_EXERCISE DIRECTIONS_:
Please retype the records word for word, from the start of the records through the line that contains "852 331 883 370", including that line.

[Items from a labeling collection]

· · · · ·

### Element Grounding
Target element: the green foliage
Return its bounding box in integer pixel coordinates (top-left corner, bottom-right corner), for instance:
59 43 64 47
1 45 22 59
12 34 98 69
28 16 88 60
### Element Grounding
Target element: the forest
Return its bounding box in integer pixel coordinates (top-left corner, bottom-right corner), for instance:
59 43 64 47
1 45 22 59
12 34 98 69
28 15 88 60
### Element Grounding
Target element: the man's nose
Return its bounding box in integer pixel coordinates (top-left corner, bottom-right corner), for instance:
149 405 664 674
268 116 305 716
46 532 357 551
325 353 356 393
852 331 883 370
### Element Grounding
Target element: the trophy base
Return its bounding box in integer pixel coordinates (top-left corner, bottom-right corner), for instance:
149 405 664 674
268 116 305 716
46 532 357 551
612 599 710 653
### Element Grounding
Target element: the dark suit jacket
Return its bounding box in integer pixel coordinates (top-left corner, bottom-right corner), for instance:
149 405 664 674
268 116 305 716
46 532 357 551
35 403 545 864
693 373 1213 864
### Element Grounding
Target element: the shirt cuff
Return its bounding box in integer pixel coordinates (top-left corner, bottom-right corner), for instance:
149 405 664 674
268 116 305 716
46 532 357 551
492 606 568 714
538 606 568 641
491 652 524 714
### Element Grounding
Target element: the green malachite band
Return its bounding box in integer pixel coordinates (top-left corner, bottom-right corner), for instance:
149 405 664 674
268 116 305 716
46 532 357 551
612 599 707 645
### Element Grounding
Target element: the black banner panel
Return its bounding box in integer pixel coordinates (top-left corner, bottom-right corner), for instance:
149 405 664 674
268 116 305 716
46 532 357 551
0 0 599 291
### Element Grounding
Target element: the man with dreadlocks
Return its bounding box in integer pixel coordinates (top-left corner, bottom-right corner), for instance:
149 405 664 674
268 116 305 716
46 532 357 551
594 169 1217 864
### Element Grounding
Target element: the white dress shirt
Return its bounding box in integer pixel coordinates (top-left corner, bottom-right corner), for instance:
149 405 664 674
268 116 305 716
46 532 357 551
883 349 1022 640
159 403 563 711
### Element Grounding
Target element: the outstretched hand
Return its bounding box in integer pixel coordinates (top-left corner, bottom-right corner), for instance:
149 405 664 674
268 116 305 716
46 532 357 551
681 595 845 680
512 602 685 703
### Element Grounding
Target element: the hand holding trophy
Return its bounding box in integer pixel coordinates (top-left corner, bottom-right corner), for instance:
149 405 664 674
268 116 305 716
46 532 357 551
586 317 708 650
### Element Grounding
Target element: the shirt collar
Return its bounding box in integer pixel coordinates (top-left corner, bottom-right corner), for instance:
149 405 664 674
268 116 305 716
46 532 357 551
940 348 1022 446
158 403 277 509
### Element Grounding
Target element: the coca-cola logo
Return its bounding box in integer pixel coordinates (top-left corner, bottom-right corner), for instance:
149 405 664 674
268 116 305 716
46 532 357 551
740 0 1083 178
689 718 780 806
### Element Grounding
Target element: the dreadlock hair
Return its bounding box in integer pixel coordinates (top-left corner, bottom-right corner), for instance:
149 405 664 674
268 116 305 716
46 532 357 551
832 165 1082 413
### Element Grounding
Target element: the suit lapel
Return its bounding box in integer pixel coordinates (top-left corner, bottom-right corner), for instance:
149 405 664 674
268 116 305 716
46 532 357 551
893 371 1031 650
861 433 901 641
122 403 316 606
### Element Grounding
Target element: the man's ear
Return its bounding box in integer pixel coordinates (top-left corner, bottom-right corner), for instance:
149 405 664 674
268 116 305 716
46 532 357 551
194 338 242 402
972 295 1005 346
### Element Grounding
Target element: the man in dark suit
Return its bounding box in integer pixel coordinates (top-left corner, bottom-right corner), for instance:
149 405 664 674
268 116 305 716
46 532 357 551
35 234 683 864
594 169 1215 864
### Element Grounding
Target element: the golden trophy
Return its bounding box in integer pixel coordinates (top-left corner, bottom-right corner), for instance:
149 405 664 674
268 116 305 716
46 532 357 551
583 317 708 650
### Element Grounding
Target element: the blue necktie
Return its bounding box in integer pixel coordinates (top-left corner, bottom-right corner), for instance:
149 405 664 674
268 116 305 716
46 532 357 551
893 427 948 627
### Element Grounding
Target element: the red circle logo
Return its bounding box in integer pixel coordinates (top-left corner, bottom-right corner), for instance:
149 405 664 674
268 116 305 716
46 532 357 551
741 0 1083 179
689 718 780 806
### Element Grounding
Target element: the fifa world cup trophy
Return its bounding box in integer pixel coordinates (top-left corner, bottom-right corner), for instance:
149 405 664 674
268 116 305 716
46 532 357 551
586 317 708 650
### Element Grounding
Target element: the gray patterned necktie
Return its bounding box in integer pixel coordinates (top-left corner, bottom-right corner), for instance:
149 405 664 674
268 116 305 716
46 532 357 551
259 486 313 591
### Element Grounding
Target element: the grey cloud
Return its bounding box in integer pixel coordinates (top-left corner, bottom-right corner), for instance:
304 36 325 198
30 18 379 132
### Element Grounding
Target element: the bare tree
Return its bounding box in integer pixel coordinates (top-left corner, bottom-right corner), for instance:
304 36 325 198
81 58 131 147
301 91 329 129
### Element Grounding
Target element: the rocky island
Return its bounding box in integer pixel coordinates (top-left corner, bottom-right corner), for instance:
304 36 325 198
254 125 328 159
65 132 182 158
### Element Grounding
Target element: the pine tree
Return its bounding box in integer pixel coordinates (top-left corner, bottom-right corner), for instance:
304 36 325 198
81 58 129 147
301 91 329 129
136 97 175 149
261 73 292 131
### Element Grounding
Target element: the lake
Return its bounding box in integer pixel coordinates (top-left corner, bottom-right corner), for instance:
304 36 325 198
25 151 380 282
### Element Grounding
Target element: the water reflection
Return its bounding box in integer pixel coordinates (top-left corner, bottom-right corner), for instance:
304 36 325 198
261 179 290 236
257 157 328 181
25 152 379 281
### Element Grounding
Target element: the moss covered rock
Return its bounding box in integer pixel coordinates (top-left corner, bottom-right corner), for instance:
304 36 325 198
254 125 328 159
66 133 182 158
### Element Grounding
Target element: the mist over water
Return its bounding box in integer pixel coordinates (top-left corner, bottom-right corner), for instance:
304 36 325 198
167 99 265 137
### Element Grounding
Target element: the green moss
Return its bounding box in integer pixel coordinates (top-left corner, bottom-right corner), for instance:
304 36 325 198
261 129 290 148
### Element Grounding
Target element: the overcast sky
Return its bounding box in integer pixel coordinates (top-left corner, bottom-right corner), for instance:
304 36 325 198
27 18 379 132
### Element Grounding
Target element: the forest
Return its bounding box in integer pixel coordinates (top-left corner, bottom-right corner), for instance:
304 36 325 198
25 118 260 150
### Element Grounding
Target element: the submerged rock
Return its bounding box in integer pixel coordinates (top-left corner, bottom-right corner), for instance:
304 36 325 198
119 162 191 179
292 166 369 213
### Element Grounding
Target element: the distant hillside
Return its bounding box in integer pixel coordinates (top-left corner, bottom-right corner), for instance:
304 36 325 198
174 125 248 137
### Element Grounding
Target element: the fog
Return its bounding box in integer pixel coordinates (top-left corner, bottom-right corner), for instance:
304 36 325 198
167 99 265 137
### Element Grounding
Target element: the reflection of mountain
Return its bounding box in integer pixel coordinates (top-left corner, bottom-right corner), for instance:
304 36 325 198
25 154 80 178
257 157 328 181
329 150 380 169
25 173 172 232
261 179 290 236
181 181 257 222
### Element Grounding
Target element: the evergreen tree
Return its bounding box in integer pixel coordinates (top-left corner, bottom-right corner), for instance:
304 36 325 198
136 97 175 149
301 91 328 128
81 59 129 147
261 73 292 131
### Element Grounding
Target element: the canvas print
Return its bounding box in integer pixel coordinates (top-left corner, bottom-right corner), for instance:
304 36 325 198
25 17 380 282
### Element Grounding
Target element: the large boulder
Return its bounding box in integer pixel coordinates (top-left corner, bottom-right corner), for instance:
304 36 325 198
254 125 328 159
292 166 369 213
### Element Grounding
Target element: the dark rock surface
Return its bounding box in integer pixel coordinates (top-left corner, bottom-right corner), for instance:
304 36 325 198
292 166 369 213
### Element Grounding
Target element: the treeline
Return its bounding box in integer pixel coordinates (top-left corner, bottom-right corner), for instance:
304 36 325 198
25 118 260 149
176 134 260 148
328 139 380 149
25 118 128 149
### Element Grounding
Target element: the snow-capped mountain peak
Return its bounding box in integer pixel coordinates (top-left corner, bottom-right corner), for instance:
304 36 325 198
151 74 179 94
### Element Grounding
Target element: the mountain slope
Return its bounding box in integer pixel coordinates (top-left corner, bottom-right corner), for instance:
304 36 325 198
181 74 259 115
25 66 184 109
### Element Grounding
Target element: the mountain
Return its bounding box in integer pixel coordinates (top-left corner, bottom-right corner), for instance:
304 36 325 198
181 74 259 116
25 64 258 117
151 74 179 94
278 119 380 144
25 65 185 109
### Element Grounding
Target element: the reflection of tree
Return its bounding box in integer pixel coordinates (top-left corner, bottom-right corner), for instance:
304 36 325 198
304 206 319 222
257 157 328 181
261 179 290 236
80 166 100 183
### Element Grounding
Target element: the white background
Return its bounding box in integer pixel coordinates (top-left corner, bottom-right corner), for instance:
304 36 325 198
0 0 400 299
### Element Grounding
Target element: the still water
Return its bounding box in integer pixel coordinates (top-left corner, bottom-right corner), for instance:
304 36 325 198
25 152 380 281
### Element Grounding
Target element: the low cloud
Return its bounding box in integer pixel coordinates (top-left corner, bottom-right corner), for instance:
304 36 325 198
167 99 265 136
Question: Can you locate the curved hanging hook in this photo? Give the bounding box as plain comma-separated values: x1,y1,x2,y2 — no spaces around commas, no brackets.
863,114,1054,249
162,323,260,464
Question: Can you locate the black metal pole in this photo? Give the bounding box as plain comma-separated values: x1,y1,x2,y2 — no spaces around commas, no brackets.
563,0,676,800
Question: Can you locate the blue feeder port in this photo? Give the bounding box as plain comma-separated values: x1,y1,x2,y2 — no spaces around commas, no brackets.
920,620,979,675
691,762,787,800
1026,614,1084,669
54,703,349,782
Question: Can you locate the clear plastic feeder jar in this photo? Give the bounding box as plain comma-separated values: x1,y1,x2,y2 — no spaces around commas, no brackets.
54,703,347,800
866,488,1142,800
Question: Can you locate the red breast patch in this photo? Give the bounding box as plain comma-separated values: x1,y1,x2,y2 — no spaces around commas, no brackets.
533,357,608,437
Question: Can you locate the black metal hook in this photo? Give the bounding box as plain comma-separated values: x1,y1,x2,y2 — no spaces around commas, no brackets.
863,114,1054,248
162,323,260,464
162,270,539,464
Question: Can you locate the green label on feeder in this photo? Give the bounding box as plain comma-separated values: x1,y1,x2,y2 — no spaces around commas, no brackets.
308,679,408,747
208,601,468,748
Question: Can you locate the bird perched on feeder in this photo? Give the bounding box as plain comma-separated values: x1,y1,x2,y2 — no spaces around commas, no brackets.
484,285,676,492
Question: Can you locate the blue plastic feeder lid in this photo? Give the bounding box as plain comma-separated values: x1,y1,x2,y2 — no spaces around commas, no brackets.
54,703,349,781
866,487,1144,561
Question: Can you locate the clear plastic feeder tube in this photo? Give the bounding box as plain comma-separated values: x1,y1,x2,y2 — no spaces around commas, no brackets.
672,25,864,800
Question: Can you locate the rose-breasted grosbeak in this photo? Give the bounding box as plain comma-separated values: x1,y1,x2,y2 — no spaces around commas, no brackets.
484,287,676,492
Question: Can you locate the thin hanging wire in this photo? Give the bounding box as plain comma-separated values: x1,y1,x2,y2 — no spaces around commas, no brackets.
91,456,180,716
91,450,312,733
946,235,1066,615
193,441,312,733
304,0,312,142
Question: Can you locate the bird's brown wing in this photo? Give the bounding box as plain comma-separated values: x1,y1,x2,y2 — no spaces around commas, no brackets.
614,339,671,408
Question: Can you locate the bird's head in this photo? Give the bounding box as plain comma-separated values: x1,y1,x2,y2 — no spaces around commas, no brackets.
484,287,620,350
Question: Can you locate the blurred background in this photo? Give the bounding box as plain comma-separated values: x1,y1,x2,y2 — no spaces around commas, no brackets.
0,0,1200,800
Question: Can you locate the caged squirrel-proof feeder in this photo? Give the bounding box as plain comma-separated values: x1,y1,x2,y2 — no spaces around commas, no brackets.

· · · · ·

_RIGHT ANSWER_:
### Element Grounding
Target element: the green foliage
Return its bounding box in integer pixel coordinates (top-left corner, bottom-right corner), for instance:
59 43 64 47
1 45 22 59
12 34 98 69
28 16 88 60
### Element Grounding
Target element: the forest
Return its bounding box in integer pixel coordinates (top-left corner, bottom-right corner), for instance:
59 43 64 47
1 45 22 59
12 34 98 69
28 15 88 60
### Element Grounding
Target element: the man's nose
Return its bounding box in integer pixel coordinates (top-left corner, bottom-right corner), for instance:
149 405 664 674
268 116 305 716
46 532 357 551
325 353 356 393
852 331 883 370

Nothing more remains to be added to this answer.